## WHAT TO WORK ON
What you return must be an exact copy of the lines in the listing below between the line holding "Target: gray suit jacket" and the line holding "Target: grey striped tie knot", inclusive, and nothing more.

• • • • • • •

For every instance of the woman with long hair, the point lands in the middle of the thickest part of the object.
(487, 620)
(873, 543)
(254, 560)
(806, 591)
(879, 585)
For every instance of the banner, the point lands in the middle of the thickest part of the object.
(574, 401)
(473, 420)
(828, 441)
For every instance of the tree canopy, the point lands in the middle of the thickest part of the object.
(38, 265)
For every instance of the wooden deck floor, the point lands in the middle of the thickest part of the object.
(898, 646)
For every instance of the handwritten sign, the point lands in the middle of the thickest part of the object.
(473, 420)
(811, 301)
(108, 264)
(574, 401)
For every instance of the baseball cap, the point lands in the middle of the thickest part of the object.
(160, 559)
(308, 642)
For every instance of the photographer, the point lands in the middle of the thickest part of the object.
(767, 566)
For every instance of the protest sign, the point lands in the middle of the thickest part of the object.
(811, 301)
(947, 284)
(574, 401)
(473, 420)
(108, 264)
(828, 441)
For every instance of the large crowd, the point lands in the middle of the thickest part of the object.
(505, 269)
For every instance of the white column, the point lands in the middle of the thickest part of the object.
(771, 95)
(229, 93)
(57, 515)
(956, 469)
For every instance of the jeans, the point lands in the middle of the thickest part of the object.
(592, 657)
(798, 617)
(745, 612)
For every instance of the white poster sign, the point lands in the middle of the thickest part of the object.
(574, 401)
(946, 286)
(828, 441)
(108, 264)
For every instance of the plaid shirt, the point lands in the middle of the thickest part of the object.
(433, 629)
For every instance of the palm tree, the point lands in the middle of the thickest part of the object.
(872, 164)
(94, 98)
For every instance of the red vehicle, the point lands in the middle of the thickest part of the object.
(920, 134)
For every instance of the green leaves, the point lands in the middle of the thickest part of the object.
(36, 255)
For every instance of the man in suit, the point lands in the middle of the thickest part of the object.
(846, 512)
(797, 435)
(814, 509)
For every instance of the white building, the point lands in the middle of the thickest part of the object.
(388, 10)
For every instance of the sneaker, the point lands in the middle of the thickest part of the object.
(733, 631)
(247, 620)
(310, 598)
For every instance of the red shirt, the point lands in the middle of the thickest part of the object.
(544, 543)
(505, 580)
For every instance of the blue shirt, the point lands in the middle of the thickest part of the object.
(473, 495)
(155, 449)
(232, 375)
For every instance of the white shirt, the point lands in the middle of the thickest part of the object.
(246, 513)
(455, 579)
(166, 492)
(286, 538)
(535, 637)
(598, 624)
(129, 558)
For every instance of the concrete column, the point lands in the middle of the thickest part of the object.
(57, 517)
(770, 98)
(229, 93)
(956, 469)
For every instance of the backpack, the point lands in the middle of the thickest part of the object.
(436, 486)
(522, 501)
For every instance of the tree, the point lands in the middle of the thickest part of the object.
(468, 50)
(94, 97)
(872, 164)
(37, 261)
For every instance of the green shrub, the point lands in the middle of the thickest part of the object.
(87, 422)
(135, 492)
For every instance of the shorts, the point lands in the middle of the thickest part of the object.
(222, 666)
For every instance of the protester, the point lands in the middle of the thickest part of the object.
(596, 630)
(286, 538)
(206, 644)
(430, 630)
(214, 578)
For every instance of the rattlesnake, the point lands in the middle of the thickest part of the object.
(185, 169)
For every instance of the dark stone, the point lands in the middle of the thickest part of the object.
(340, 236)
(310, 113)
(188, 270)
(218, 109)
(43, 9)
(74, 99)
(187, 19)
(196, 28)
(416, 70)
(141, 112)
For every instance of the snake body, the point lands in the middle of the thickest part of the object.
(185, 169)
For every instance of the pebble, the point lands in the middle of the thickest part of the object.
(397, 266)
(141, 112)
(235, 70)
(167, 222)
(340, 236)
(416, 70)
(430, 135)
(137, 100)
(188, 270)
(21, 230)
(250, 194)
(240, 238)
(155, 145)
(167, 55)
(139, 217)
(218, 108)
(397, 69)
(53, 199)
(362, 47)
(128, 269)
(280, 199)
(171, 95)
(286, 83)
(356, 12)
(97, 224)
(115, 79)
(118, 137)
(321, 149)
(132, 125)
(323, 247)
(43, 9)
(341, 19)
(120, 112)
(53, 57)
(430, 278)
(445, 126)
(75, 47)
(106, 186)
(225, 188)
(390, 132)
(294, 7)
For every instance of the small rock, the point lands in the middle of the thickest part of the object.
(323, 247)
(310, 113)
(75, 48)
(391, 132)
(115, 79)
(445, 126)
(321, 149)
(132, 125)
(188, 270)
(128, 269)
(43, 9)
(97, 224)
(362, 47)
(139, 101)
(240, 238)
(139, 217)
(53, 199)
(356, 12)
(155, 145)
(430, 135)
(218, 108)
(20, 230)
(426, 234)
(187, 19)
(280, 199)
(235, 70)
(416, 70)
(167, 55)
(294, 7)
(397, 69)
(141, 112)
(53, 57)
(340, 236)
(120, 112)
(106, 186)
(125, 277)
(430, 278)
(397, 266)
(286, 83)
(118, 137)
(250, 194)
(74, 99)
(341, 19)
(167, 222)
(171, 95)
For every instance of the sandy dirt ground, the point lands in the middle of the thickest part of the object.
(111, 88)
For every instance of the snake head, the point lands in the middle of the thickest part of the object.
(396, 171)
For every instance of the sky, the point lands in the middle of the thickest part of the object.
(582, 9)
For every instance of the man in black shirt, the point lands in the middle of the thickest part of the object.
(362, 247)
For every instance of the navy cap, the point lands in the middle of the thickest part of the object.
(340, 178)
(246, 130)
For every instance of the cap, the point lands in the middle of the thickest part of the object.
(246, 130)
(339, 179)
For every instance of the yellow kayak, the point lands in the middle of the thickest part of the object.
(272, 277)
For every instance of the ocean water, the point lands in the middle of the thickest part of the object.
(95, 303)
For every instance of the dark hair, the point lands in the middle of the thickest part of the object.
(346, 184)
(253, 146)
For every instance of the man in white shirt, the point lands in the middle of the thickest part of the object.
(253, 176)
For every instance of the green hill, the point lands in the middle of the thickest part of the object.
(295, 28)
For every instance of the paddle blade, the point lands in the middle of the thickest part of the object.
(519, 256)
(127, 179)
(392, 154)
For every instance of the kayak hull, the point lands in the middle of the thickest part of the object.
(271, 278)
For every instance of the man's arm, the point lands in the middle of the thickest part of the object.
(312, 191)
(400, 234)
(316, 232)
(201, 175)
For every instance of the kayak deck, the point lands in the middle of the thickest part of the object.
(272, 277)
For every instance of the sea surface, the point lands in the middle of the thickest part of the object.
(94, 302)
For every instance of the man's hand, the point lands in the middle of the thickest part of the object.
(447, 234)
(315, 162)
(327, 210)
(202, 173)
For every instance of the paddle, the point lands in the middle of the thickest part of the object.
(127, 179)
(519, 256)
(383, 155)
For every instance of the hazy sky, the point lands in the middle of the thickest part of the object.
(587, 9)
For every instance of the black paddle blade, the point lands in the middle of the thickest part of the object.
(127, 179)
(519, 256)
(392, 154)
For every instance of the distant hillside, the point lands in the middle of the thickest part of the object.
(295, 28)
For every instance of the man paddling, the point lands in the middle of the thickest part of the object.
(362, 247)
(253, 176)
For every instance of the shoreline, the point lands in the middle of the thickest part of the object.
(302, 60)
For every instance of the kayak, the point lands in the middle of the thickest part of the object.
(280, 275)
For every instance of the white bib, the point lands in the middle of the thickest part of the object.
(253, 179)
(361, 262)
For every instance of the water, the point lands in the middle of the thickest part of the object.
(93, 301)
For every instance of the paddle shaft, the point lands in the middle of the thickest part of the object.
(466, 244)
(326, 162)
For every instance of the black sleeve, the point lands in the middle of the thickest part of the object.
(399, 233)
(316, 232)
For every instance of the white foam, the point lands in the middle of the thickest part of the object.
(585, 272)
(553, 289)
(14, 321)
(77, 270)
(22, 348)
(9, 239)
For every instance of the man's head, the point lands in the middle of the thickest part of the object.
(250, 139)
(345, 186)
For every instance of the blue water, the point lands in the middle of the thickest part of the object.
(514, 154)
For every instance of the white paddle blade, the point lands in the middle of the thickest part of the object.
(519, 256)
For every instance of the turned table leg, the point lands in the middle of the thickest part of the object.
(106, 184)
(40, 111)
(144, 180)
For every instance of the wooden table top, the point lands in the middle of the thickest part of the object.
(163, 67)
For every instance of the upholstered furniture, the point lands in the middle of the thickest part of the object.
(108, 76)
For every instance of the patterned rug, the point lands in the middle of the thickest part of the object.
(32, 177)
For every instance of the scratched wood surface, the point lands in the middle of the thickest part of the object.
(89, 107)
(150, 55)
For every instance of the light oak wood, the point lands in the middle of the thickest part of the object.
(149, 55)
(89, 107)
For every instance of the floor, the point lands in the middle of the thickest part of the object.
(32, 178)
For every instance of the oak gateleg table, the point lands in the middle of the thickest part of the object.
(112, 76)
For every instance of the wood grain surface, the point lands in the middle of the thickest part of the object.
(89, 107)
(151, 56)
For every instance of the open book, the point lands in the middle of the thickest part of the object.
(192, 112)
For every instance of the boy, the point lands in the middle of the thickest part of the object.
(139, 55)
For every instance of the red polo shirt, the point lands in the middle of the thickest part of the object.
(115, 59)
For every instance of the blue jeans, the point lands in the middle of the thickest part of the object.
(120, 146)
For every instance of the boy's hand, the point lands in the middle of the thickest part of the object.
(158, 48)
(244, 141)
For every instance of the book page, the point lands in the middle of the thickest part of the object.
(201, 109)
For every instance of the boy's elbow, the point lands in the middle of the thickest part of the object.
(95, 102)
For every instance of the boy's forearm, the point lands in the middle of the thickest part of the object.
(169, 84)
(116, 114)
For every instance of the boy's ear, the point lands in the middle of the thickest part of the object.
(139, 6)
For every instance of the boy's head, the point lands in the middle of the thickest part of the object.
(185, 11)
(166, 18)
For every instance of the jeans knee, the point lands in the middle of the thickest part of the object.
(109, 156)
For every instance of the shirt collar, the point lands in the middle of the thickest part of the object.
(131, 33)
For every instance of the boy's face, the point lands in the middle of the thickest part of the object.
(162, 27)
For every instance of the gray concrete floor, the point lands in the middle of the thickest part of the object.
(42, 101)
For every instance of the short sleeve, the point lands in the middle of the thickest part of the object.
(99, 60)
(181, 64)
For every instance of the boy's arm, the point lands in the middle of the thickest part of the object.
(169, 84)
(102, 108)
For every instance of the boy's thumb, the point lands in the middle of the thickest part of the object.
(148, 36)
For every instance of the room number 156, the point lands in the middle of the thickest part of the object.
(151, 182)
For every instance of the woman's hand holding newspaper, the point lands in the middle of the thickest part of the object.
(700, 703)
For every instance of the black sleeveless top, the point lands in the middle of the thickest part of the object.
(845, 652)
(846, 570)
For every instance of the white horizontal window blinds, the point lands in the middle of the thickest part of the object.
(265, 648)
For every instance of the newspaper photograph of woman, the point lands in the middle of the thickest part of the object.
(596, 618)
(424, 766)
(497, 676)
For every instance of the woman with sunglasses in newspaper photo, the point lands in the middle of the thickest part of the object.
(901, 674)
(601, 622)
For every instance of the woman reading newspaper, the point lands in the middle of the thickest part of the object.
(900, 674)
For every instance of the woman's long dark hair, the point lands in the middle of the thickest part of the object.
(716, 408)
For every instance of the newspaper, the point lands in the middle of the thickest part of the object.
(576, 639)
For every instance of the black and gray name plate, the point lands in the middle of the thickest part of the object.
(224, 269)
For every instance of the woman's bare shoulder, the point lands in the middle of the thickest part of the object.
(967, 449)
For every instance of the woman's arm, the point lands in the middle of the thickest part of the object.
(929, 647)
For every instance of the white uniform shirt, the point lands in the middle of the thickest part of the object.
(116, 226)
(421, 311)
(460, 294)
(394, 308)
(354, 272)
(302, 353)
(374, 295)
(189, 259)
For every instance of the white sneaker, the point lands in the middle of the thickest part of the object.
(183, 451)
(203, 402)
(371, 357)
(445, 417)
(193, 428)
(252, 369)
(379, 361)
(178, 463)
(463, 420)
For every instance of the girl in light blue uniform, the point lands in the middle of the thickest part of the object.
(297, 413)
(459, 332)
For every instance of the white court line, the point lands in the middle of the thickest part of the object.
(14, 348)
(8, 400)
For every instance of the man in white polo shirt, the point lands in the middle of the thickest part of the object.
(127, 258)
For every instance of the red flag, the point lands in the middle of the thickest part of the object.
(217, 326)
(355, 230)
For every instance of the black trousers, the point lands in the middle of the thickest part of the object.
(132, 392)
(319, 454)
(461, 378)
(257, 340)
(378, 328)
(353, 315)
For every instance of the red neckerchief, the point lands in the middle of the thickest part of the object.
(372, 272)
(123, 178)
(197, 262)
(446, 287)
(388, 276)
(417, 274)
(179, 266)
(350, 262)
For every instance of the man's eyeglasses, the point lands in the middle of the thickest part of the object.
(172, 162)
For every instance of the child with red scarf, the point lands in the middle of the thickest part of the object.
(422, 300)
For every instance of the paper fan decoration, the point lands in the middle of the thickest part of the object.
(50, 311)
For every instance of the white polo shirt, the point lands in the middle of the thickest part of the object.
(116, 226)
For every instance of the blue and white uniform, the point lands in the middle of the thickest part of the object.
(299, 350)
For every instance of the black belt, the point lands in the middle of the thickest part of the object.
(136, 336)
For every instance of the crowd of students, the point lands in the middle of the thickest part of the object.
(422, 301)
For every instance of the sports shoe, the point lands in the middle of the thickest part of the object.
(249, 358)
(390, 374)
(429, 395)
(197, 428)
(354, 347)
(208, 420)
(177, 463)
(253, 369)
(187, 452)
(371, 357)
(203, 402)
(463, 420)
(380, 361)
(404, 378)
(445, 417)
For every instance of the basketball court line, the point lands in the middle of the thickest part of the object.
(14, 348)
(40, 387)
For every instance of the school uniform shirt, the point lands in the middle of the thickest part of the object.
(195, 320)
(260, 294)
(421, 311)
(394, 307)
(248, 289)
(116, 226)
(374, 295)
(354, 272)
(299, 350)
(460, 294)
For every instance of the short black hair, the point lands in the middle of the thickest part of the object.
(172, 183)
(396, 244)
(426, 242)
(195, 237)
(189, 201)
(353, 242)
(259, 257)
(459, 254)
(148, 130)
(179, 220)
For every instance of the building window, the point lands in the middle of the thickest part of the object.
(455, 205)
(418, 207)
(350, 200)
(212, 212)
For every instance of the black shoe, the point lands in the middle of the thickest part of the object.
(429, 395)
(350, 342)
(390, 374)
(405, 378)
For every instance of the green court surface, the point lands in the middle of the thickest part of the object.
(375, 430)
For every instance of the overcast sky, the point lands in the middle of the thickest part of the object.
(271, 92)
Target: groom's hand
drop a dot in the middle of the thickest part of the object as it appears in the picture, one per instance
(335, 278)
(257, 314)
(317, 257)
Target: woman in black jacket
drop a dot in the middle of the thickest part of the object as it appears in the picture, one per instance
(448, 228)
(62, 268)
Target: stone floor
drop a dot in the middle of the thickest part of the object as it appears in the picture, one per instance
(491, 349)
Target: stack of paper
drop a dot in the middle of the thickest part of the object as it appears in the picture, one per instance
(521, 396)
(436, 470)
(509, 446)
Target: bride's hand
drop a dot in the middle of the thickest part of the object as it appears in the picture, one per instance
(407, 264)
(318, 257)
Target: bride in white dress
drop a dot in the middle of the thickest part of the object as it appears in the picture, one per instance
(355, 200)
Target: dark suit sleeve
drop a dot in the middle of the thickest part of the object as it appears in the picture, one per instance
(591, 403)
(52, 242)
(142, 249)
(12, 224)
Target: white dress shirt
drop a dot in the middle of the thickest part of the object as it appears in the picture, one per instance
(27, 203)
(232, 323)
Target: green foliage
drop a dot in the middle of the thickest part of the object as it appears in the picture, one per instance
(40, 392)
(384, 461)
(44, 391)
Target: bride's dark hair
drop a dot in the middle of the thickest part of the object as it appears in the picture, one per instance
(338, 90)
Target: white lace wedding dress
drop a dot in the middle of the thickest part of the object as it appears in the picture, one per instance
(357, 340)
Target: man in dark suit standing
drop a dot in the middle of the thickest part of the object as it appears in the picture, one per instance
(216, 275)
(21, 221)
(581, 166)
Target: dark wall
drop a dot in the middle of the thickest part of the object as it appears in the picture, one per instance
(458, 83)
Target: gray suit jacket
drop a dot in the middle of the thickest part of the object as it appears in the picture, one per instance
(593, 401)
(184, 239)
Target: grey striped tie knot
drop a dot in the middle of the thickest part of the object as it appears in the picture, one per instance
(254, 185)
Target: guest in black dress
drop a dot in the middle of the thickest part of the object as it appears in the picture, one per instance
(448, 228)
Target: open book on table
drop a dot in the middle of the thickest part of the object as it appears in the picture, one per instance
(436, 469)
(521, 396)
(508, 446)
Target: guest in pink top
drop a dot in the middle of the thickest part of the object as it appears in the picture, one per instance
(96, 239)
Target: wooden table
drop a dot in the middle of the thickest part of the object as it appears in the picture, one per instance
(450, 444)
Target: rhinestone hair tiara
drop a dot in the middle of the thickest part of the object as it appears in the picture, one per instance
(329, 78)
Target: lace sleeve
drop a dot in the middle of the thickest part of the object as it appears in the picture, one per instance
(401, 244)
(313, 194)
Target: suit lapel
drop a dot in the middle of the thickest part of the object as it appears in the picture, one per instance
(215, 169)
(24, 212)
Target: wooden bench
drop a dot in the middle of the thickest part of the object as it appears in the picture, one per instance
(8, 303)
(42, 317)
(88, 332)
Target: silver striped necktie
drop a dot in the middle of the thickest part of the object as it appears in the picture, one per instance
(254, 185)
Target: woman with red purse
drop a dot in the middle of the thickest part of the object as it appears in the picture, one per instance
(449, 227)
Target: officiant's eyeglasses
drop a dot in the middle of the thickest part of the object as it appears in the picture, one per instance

• • • • • • •

## EXERCISE OUTPUT
Target: gray suit jacket
drop a dot in the middle of the thickest part of the object as it appears in the picture, one per instance
(593, 401)
(184, 239)
Target: grey striped tie knot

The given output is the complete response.